> _MATERIAL FOR THE TASK_:
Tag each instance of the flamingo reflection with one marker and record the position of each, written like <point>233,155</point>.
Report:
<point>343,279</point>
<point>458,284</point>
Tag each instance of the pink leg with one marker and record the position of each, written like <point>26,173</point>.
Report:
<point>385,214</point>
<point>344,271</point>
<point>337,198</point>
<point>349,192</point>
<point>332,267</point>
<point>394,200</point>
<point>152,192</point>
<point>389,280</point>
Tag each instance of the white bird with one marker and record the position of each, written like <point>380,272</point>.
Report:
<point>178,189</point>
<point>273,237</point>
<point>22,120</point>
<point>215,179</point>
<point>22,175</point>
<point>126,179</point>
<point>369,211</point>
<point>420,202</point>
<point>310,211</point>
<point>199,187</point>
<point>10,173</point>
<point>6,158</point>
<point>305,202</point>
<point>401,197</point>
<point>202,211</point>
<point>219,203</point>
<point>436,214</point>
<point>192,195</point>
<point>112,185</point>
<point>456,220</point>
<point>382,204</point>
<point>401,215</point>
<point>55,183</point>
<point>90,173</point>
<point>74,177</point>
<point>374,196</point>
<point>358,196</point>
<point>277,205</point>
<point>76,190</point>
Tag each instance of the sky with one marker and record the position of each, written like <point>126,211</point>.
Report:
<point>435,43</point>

> _EXERCISE_: Set the entries down again, unchanged and complete.

> _SOLUTION TO THE EXERCISE_:
Tag each instance of the flamingo reflection with one marker and record the position of each, written like <point>233,155</point>.
Report:
<point>343,279</point>
<point>458,284</point>
Tag each instance of the pink leg with one marker and record the position of each, written like <point>26,173</point>.
Report:
<point>385,214</point>
<point>344,271</point>
<point>337,198</point>
<point>349,192</point>
<point>332,267</point>
<point>394,200</point>
<point>152,192</point>
<point>389,280</point>
Tag each instance of the white bird with one marker and record the position of each, written like <point>380,272</point>.
Report:
<point>178,189</point>
<point>273,237</point>
<point>22,120</point>
<point>215,179</point>
<point>22,175</point>
<point>126,179</point>
<point>369,211</point>
<point>420,202</point>
<point>310,211</point>
<point>199,187</point>
<point>10,173</point>
<point>6,158</point>
<point>305,202</point>
<point>401,197</point>
<point>202,211</point>
<point>219,203</point>
<point>436,214</point>
<point>192,195</point>
<point>112,185</point>
<point>456,220</point>
<point>382,204</point>
<point>401,215</point>
<point>55,183</point>
<point>90,173</point>
<point>74,177</point>
<point>374,196</point>
<point>358,196</point>
<point>277,205</point>
<point>76,190</point>
Tag each instance of the sky with one marker and record the position of each, written like <point>126,211</point>.
Report:
<point>435,43</point>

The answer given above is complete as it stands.